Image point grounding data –
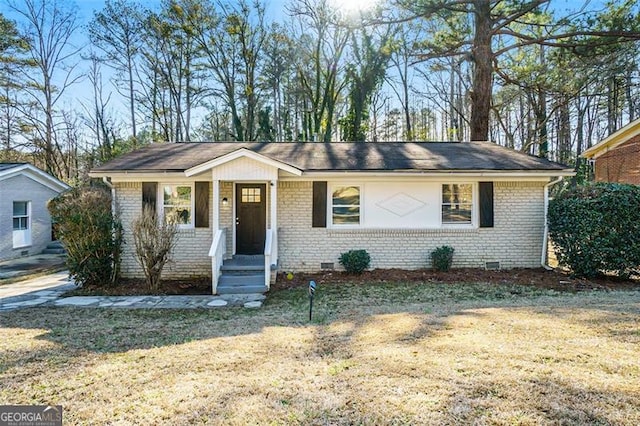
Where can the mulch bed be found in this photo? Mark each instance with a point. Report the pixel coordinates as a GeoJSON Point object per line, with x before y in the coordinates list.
{"type": "Point", "coordinates": [540, 277]}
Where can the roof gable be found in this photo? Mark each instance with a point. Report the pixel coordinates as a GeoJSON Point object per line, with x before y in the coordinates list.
{"type": "Point", "coordinates": [238, 154]}
{"type": "Point", "coordinates": [9, 170]}
{"type": "Point", "coordinates": [613, 140]}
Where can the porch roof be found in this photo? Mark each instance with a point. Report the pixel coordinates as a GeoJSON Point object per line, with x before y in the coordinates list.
{"type": "Point", "coordinates": [336, 156]}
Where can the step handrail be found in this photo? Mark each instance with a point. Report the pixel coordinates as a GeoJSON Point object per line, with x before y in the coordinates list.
{"type": "Point", "coordinates": [268, 253]}
{"type": "Point", "coordinates": [216, 252]}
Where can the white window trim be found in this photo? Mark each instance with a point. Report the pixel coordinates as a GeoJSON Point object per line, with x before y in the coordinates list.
{"type": "Point", "coordinates": [28, 215]}
{"type": "Point", "coordinates": [22, 237]}
{"type": "Point", "coordinates": [332, 187]}
{"type": "Point", "coordinates": [160, 203]}
{"type": "Point", "coordinates": [474, 207]}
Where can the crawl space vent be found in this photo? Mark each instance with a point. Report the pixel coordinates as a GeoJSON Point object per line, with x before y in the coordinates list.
{"type": "Point", "coordinates": [492, 266]}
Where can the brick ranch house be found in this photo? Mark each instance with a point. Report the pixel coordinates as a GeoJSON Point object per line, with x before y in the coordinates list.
{"type": "Point", "coordinates": [249, 209]}
{"type": "Point", "coordinates": [617, 157]}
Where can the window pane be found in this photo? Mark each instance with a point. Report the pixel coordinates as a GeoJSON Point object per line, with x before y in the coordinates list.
{"type": "Point", "coordinates": [19, 208]}
{"type": "Point", "coordinates": [20, 223]}
{"type": "Point", "coordinates": [184, 194]}
{"type": "Point", "coordinates": [169, 198]}
{"type": "Point", "coordinates": [346, 196]}
{"type": "Point", "coordinates": [250, 195]}
{"type": "Point", "coordinates": [346, 215]}
{"type": "Point", "coordinates": [457, 213]}
{"type": "Point", "coordinates": [182, 215]}
{"type": "Point", "coordinates": [457, 203]}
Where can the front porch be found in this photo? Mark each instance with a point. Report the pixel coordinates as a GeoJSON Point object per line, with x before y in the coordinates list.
{"type": "Point", "coordinates": [244, 247]}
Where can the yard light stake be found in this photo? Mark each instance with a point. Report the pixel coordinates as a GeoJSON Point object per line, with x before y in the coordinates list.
{"type": "Point", "coordinates": [312, 292]}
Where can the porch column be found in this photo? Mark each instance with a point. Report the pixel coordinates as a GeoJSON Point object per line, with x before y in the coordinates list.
{"type": "Point", "coordinates": [274, 220]}
{"type": "Point", "coordinates": [215, 225]}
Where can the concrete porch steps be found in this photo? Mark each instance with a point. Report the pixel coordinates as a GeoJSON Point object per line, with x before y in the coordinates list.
{"type": "Point", "coordinates": [242, 275]}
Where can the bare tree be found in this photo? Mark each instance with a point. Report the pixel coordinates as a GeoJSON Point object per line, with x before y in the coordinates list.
{"type": "Point", "coordinates": [117, 31]}
{"type": "Point", "coordinates": [49, 29]}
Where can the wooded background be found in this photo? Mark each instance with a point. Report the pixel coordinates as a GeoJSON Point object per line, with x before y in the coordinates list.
{"type": "Point", "coordinates": [530, 75]}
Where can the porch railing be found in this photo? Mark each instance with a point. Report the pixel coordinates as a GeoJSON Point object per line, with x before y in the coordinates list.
{"type": "Point", "coordinates": [217, 252]}
{"type": "Point", "coordinates": [270, 256]}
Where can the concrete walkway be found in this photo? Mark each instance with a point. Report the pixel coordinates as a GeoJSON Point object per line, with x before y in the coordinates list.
{"type": "Point", "coordinates": [34, 291]}
{"type": "Point", "coordinates": [47, 291]}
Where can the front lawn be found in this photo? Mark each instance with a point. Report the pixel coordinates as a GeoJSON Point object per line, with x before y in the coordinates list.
{"type": "Point", "coordinates": [373, 354]}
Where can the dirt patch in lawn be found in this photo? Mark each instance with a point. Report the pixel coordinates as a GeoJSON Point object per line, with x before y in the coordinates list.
{"type": "Point", "coordinates": [542, 278]}
{"type": "Point", "coordinates": [138, 287]}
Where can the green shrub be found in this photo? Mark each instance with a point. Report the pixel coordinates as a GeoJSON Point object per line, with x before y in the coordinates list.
{"type": "Point", "coordinates": [91, 235]}
{"type": "Point", "coordinates": [355, 261]}
{"type": "Point", "coordinates": [441, 258]}
{"type": "Point", "coordinates": [596, 229]}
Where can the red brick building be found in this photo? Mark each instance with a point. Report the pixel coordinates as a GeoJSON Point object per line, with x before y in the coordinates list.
{"type": "Point", "coordinates": [617, 157]}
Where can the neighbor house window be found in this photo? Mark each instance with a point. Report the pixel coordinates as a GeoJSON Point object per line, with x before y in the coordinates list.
{"type": "Point", "coordinates": [457, 203]}
{"type": "Point", "coordinates": [345, 205]}
{"type": "Point", "coordinates": [178, 203]}
{"type": "Point", "coordinates": [20, 215]}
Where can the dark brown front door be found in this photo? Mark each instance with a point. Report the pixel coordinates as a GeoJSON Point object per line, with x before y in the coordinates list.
{"type": "Point", "coordinates": [251, 218]}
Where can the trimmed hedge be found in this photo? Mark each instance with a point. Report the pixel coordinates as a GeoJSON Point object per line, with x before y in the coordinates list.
{"type": "Point", "coordinates": [596, 229]}
{"type": "Point", "coordinates": [442, 258]}
{"type": "Point", "coordinates": [355, 261]}
{"type": "Point", "coordinates": [90, 233]}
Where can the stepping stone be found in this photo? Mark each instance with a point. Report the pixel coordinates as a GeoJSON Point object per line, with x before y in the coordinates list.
{"type": "Point", "coordinates": [77, 301]}
{"type": "Point", "coordinates": [218, 303]}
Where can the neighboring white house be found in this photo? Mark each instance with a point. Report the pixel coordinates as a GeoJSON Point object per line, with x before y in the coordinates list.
{"type": "Point", "coordinates": [298, 206]}
{"type": "Point", "coordinates": [25, 223]}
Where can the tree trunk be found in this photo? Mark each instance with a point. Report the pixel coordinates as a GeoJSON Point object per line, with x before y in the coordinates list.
{"type": "Point", "coordinates": [483, 73]}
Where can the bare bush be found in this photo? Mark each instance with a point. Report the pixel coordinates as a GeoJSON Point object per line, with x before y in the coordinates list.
{"type": "Point", "coordinates": [91, 233]}
{"type": "Point", "coordinates": [154, 241]}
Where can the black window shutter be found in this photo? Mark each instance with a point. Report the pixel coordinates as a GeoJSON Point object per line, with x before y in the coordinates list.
{"type": "Point", "coordinates": [486, 204]}
{"type": "Point", "coordinates": [319, 204]}
{"type": "Point", "coordinates": [202, 205]}
{"type": "Point", "coordinates": [149, 195]}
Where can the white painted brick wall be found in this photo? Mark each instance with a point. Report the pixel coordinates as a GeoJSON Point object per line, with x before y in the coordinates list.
{"type": "Point", "coordinates": [190, 257]}
{"type": "Point", "coordinates": [514, 241]}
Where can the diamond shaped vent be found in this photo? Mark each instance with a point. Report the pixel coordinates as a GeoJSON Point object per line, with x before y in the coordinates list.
{"type": "Point", "coordinates": [401, 204]}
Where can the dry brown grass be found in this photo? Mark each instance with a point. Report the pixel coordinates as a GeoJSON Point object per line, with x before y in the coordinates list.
{"type": "Point", "coordinates": [383, 354]}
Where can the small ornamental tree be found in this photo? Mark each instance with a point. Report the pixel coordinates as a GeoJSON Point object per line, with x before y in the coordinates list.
{"type": "Point", "coordinates": [596, 229]}
{"type": "Point", "coordinates": [154, 242]}
{"type": "Point", "coordinates": [91, 234]}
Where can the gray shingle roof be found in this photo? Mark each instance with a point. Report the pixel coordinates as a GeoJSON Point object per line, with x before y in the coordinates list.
{"type": "Point", "coordinates": [339, 156]}
{"type": "Point", "coordinates": [6, 166]}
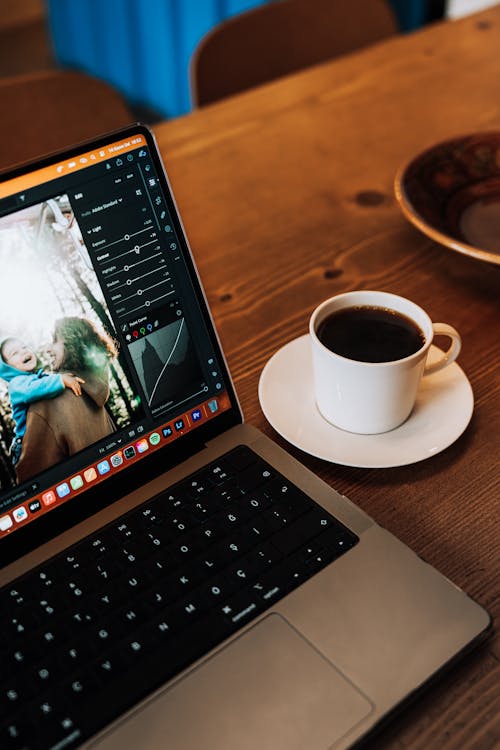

WHAT NEEDS TO BE DONE –
For this exercise, set down exactly the lines that run from the line holding "Where can the tree" to the last line of the records above; include both end lines and omit pictures.

OUTPUT –
Where can the tree trunk be found in this photo? Mark each instance with a point. Report the pixel coordinates as a GeoJSON Point object per line, with x before y in the coordinates list.
{"type": "Point", "coordinates": [483, 73]}
Where can the bare bush be found in this photo? Mark each instance with a point. Report the pixel coordinates as a GeoJSON Point object per line, with x before y in the coordinates list.
{"type": "Point", "coordinates": [91, 233]}
{"type": "Point", "coordinates": [154, 241]}
Where can the black window shutter be found in this photo? Mark each instance with a point. Report the pixel coordinates as a GeoJSON Point object per line, with x before y in the coordinates list.
{"type": "Point", "coordinates": [486, 204]}
{"type": "Point", "coordinates": [319, 204]}
{"type": "Point", "coordinates": [202, 205]}
{"type": "Point", "coordinates": [149, 195]}
Where can the white painted brick wall be found in this photo? Mark each instance with a point. Report the pixel coordinates as a GeoJSON Point object per line, with x before y in the coordinates list.
{"type": "Point", "coordinates": [190, 257]}
{"type": "Point", "coordinates": [514, 241]}
Where can the diamond shaped vent be found in this photo? Mark each instance with a point. Report the pixel coordinates as a GeoJSON Point object per line, with x before y in the coordinates list.
{"type": "Point", "coordinates": [401, 204]}
Where can the dry brown grass be found in this photo? Mark each instance with a point. Report the pixel coordinates as a GeoJSON Point object per line, with x before y in the coordinates list.
{"type": "Point", "coordinates": [383, 354]}
Where can the small ornamental tree be found in this photo? Mark each instance with a point. Report the pixel coordinates as a GeoJSON Point object per line, with x before y in the coordinates list.
{"type": "Point", "coordinates": [596, 229]}
{"type": "Point", "coordinates": [154, 242]}
{"type": "Point", "coordinates": [91, 234]}
Where can the gray shingle roof be found in this photo? Mark each instance with a point. Report the pixel coordinates as a GeoJSON Point object per line, with x before y in the coordinates list.
{"type": "Point", "coordinates": [339, 156]}
{"type": "Point", "coordinates": [6, 166]}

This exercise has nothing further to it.